Copy out, word for word, everything in the entries below from the line containing "Task: locate the spectator" down to the line containing "column 155, row 88", including both of those lines.

--- start Dataset excerpts ---

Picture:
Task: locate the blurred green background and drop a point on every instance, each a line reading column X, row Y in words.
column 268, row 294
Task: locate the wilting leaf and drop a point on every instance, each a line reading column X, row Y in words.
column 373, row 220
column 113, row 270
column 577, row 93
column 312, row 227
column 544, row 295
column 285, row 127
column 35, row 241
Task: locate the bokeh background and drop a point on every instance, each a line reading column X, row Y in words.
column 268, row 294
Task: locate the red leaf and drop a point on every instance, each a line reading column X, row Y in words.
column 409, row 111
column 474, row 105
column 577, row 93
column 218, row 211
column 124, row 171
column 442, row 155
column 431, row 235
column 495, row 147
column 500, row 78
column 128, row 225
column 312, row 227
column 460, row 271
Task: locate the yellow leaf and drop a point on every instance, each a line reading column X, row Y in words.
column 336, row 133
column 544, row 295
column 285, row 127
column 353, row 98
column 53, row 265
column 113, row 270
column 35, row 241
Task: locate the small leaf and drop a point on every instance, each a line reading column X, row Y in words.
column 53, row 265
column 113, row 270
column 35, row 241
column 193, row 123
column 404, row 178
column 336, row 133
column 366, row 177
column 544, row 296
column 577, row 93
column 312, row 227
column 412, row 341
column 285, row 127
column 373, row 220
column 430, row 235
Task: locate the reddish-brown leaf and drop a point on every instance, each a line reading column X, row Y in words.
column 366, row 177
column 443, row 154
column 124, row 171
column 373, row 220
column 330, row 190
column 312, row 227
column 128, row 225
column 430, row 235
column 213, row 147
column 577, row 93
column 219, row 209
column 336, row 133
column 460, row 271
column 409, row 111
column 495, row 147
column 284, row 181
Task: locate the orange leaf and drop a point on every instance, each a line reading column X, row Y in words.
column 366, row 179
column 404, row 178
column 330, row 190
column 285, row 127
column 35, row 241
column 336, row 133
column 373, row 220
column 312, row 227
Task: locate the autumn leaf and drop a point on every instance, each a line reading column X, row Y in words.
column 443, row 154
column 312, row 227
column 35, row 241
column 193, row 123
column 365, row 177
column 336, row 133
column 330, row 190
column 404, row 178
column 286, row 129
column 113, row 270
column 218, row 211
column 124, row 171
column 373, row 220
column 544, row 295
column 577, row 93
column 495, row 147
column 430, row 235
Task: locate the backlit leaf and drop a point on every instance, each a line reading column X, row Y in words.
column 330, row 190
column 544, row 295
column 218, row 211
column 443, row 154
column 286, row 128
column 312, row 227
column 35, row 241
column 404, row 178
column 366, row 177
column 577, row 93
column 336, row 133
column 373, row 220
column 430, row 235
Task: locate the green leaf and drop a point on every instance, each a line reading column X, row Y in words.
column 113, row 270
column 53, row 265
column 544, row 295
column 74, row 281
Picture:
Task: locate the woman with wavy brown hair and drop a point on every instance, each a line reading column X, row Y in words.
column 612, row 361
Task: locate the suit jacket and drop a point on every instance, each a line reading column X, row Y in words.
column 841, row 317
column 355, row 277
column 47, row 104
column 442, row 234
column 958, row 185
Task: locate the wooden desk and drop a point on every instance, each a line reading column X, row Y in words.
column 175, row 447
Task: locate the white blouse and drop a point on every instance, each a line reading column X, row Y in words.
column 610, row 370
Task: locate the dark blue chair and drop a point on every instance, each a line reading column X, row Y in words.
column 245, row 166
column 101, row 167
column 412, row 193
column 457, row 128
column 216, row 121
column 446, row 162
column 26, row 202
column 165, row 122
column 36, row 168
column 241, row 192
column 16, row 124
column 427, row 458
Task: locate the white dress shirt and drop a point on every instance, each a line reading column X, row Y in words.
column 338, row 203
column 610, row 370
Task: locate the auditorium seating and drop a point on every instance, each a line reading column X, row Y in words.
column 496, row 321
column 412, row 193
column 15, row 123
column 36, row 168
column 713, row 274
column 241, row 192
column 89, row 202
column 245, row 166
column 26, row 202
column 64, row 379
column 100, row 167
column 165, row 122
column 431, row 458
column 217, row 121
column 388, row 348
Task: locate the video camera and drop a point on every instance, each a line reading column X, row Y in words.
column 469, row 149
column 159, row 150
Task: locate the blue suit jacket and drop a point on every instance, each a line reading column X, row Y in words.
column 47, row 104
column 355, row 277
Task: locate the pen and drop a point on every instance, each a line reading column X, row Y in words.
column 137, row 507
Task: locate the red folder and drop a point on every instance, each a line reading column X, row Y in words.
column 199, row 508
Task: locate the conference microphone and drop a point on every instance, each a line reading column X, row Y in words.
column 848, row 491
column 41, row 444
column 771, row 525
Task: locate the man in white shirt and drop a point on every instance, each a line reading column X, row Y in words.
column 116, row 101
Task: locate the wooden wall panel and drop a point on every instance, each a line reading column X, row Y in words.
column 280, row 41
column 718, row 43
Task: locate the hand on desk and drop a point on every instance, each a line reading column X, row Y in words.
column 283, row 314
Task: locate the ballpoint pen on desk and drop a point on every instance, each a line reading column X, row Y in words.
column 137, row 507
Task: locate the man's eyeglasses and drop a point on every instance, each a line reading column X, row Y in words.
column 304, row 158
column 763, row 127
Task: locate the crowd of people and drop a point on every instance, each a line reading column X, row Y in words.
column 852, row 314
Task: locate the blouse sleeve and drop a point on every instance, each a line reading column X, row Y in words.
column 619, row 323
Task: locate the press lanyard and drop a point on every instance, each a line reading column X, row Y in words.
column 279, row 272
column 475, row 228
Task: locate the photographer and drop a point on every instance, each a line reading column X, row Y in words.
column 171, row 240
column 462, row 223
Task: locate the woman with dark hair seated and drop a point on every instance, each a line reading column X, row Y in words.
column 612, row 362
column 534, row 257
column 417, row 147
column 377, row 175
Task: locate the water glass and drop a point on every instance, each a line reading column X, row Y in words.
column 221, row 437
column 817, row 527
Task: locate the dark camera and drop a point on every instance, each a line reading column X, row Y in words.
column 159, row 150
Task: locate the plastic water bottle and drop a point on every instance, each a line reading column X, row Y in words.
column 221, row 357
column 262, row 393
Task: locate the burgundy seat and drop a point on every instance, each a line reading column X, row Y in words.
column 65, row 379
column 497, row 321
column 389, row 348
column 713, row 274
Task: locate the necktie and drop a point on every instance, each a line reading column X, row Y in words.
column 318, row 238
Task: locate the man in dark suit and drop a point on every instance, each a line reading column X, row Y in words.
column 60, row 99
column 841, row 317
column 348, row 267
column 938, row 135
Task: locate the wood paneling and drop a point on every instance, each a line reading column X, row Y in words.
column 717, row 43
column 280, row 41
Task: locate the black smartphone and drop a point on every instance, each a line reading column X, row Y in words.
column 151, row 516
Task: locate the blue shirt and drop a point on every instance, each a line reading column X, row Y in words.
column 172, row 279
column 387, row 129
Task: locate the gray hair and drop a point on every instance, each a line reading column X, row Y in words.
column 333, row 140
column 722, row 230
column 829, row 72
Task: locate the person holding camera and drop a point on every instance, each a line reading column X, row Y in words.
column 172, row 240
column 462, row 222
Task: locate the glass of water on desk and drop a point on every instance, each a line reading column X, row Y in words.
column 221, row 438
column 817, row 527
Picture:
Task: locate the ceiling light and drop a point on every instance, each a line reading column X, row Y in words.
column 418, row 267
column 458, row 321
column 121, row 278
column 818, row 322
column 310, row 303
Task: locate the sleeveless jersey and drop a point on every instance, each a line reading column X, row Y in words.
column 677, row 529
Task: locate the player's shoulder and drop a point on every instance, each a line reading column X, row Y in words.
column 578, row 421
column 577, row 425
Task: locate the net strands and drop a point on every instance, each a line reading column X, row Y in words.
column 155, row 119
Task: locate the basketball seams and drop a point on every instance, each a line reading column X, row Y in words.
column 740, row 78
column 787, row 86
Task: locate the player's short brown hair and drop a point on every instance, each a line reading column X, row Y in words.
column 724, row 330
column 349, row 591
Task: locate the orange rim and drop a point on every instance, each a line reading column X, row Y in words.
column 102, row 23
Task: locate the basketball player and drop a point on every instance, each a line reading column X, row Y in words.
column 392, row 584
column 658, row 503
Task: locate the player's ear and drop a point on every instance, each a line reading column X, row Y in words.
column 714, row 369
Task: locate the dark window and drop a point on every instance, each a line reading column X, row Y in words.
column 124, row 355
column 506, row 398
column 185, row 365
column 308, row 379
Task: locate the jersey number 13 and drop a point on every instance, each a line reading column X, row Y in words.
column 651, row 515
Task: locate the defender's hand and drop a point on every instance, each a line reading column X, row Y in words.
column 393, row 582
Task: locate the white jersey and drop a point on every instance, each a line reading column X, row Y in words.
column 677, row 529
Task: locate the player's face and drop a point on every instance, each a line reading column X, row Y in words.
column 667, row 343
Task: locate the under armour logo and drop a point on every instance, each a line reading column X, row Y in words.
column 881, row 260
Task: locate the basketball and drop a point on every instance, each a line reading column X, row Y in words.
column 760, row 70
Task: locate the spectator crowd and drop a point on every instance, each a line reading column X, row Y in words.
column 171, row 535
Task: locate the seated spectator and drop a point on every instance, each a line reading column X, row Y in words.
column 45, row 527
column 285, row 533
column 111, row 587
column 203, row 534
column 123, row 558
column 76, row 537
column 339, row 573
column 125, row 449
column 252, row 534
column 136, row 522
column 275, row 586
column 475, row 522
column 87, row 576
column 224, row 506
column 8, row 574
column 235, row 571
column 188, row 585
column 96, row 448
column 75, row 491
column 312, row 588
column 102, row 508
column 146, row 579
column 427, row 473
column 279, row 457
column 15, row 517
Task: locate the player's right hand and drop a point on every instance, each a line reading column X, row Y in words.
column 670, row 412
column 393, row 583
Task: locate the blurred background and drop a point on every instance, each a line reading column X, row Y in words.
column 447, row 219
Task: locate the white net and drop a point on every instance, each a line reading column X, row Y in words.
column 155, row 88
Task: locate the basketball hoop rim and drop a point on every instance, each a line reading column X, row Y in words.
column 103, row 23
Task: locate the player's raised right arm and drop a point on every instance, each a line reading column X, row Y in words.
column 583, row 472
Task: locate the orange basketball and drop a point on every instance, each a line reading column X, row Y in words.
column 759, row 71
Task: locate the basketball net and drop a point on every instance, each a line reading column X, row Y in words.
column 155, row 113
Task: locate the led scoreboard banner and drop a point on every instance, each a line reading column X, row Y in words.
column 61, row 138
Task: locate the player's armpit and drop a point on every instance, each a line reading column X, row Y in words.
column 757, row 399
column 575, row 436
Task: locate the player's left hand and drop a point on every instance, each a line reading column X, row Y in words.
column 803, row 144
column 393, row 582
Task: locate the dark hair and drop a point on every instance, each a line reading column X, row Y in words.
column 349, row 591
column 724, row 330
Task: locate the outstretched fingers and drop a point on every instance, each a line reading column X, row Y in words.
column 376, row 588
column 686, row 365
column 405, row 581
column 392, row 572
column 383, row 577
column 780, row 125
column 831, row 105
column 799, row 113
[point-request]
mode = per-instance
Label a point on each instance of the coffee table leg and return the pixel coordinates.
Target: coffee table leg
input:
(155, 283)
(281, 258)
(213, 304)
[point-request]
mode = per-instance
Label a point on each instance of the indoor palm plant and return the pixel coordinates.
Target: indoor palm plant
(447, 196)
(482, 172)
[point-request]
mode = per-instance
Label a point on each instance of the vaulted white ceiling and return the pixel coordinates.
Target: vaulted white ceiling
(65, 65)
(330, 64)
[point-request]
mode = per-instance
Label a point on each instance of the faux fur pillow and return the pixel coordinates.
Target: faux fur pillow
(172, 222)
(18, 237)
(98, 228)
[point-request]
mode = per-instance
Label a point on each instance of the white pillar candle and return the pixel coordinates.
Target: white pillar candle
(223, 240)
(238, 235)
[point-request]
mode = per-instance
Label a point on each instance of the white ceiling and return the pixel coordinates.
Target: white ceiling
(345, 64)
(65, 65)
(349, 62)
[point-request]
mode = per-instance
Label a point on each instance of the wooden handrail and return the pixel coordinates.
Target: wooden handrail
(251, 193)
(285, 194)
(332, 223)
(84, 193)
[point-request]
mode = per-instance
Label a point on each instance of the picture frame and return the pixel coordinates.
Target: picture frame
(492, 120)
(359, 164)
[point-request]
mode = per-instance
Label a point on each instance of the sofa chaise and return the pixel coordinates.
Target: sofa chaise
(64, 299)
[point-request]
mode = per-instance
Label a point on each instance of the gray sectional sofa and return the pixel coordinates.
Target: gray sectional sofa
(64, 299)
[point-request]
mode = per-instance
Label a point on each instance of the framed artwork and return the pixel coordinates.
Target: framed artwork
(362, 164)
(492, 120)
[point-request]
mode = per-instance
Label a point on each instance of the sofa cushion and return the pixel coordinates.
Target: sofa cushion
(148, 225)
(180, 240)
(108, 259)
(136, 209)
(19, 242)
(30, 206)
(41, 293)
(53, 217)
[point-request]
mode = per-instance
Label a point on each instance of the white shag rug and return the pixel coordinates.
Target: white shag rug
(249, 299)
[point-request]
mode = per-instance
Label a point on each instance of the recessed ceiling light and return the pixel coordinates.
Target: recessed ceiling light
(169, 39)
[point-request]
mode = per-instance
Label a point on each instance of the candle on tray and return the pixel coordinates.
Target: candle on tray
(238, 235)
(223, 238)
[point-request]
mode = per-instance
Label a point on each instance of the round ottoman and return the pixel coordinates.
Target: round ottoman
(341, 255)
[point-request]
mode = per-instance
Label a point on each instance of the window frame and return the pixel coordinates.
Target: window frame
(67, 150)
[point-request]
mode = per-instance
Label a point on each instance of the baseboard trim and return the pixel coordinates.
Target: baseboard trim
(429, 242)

--- end Dataset excerpts ---

Full output
Task: locate the spectator crowd and drop a point on every instance, each a line reading column X, row Y in words.
column 171, row 535
Task: locate the seated spectator and drop a point on every instance, each a line reading column X, row Y in words.
column 45, row 527
column 285, row 533
column 111, row 587
column 203, row 534
column 123, row 558
column 76, row 537
column 339, row 573
column 125, row 449
column 252, row 534
column 136, row 522
column 275, row 586
column 475, row 522
column 87, row 576
column 224, row 506
column 8, row 574
column 235, row 571
column 188, row 585
column 96, row 448
column 75, row 491
column 312, row 588
column 102, row 508
column 146, row 579
column 427, row 473
column 279, row 457
column 15, row 517
Task: locate the player's right hand and drop a point on every instance, each a line reading column X, row Y in words.
column 670, row 412
column 393, row 583
Task: locate the blurred background and drop a point on every instance, each a line reading column X, row Y in words.
column 447, row 219
Task: locate the white net and drop a point on every instance, each a line reading column X, row Y in words.
column 155, row 88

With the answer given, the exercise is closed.